Reproduce only what lies between the first line of the material below and the line containing "column 272, row 468", with both of those lines included and every line kept exact.
(Extracted information)
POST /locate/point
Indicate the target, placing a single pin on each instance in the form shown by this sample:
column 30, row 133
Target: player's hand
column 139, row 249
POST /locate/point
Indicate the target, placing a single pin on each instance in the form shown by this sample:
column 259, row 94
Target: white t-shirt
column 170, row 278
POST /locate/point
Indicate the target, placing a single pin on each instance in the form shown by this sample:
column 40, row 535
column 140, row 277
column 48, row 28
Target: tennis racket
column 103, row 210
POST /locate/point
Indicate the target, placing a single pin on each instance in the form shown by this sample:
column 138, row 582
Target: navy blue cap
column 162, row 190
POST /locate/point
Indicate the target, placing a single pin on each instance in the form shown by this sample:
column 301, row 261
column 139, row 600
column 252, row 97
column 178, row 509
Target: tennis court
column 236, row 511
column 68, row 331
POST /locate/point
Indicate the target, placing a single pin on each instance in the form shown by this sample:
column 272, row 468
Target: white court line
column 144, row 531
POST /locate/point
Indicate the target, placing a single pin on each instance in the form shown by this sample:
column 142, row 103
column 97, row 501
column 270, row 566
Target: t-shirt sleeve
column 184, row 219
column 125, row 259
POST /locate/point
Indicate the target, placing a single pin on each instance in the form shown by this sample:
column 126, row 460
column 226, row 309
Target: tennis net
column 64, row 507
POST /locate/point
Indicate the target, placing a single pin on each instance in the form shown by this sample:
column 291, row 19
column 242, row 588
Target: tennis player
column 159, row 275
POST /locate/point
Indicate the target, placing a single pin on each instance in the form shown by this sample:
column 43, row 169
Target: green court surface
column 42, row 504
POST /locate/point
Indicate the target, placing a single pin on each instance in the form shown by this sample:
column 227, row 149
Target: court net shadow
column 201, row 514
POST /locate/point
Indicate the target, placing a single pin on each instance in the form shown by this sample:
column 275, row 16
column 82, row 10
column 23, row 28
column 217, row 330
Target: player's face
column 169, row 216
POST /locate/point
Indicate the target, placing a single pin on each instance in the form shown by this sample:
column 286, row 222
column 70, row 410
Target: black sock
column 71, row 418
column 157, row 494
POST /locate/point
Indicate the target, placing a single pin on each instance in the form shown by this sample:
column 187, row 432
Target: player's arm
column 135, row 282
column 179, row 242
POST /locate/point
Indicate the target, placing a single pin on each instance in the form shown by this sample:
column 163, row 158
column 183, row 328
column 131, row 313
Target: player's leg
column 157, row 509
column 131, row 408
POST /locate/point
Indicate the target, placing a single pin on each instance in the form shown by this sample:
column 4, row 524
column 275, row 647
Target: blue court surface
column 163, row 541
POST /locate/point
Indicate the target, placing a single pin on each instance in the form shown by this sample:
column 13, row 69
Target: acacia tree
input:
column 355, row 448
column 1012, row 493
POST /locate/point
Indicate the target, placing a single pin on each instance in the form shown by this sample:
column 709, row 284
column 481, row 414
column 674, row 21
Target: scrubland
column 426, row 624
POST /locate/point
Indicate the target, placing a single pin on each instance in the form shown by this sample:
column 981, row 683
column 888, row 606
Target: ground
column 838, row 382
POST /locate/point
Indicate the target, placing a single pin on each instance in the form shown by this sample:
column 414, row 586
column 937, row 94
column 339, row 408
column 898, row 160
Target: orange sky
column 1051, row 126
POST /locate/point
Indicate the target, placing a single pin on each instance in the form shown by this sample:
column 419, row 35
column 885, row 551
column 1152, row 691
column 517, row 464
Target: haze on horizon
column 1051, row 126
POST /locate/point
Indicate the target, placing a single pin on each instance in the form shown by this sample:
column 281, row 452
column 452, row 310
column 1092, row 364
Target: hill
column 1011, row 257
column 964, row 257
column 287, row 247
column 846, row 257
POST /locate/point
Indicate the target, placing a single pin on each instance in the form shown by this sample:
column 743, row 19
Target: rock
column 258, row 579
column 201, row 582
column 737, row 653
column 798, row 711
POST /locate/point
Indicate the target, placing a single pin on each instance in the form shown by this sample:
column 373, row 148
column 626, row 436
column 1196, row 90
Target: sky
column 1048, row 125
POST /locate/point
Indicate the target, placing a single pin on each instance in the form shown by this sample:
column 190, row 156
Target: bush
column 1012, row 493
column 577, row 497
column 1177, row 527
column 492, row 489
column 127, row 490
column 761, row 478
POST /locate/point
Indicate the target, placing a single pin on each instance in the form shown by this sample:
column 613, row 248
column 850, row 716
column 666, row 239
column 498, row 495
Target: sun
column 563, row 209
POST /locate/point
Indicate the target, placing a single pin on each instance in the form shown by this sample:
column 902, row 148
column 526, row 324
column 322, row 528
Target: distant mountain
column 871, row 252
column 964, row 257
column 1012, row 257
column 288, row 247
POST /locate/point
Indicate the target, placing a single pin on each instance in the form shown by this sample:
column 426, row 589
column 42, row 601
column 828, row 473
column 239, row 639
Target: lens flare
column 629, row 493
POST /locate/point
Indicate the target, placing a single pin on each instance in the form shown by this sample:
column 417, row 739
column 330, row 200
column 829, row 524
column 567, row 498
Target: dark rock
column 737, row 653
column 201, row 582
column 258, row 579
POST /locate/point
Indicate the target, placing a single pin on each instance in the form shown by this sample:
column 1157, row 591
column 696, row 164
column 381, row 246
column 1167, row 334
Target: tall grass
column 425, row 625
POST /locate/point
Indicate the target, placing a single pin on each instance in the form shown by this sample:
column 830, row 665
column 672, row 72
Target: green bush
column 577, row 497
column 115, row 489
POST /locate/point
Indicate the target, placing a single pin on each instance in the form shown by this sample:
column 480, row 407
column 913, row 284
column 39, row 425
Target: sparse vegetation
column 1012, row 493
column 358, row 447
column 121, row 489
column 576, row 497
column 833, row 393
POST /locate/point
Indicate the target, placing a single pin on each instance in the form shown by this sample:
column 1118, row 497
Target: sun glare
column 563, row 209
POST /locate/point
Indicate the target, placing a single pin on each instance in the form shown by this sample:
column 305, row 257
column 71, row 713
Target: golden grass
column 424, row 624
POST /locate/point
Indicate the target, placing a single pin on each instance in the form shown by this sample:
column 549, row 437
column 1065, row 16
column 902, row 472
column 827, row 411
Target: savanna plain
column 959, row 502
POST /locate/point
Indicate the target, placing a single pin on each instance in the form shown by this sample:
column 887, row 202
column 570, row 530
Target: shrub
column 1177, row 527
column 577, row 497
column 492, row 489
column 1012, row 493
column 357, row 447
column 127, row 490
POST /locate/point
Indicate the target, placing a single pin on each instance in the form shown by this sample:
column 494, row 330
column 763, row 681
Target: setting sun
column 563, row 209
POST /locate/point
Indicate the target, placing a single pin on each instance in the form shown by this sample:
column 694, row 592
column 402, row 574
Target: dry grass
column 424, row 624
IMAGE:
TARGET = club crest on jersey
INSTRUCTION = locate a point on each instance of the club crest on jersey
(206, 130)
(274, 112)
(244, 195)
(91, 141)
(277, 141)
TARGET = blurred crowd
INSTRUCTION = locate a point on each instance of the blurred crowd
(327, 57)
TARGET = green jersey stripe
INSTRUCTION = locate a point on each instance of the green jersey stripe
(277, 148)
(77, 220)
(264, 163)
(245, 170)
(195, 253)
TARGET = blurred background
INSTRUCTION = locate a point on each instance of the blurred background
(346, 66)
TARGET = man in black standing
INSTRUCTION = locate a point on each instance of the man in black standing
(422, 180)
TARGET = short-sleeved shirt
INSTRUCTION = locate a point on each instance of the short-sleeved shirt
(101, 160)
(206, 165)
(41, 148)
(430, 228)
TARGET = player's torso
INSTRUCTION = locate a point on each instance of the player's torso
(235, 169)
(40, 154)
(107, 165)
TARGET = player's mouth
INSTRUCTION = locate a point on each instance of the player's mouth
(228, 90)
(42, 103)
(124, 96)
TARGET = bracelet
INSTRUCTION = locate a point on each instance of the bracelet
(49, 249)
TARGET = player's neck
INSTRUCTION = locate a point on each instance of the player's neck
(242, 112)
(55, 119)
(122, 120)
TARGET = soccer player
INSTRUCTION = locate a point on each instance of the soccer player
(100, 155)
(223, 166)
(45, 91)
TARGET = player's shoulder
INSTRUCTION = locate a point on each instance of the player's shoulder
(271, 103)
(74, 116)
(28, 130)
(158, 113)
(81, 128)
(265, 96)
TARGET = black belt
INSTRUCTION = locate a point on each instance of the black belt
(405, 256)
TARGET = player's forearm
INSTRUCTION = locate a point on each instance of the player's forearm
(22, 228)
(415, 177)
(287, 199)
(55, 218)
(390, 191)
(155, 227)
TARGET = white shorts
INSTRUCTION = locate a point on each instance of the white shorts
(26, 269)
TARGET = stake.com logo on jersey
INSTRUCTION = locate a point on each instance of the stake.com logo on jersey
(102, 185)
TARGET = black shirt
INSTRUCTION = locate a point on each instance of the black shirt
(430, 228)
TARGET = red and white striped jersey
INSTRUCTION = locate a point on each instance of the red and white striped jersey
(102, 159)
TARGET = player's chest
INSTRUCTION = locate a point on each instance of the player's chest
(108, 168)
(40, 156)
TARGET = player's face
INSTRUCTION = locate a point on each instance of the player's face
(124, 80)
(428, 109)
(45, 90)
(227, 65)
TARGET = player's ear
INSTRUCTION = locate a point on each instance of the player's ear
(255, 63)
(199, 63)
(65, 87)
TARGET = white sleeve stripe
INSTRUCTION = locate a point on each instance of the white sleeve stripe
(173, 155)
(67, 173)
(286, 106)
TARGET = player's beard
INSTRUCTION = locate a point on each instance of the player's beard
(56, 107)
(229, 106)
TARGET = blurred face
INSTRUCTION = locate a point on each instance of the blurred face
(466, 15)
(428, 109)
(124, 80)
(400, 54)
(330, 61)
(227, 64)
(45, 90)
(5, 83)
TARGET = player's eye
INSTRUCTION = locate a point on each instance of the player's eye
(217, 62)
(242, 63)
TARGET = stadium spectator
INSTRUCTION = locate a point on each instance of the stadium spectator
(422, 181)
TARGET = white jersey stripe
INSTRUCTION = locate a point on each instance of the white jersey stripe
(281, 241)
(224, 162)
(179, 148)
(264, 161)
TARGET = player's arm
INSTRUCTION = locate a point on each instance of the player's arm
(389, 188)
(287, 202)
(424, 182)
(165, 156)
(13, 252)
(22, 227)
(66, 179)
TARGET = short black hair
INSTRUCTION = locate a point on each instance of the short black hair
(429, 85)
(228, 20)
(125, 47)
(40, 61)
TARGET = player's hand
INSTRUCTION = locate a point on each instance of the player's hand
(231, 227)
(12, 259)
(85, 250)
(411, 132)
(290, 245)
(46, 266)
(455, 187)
(End Extracted information)
_Exercise result_:
POST /locate/point
Indicate the target, placing a single pin on each instance in the form shown by this sample:
column 30, row 133
Target: player's hand
column 139, row 249
POST /locate/point
Indicate the target, placing a single pin on each instance in the form shown by this sample:
column 259, row 94
Target: white t-shirt
column 170, row 278
POST /locate/point
Indicate the target, placing a single pin on each instance in the form shown by this sample:
column 40, row 535
column 140, row 277
column 48, row 28
Target: tennis racket
column 103, row 210
POST /locate/point
Indicate the target, placing a single pin on each instance in the form shown by this sample:
column 138, row 582
Target: navy blue cap
column 162, row 190
POST /locate/point
Indicate the target, placing a single pin on each instance in the form shown by this sample:
column 301, row 261
column 139, row 600
column 252, row 97
column 178, row 509
Target: tennis court
column 236, row 511
column 68, row 331
POST /locate/point
Indicate the target, placing a single pin on each instance in the form shown by this sample:
column 272, row 468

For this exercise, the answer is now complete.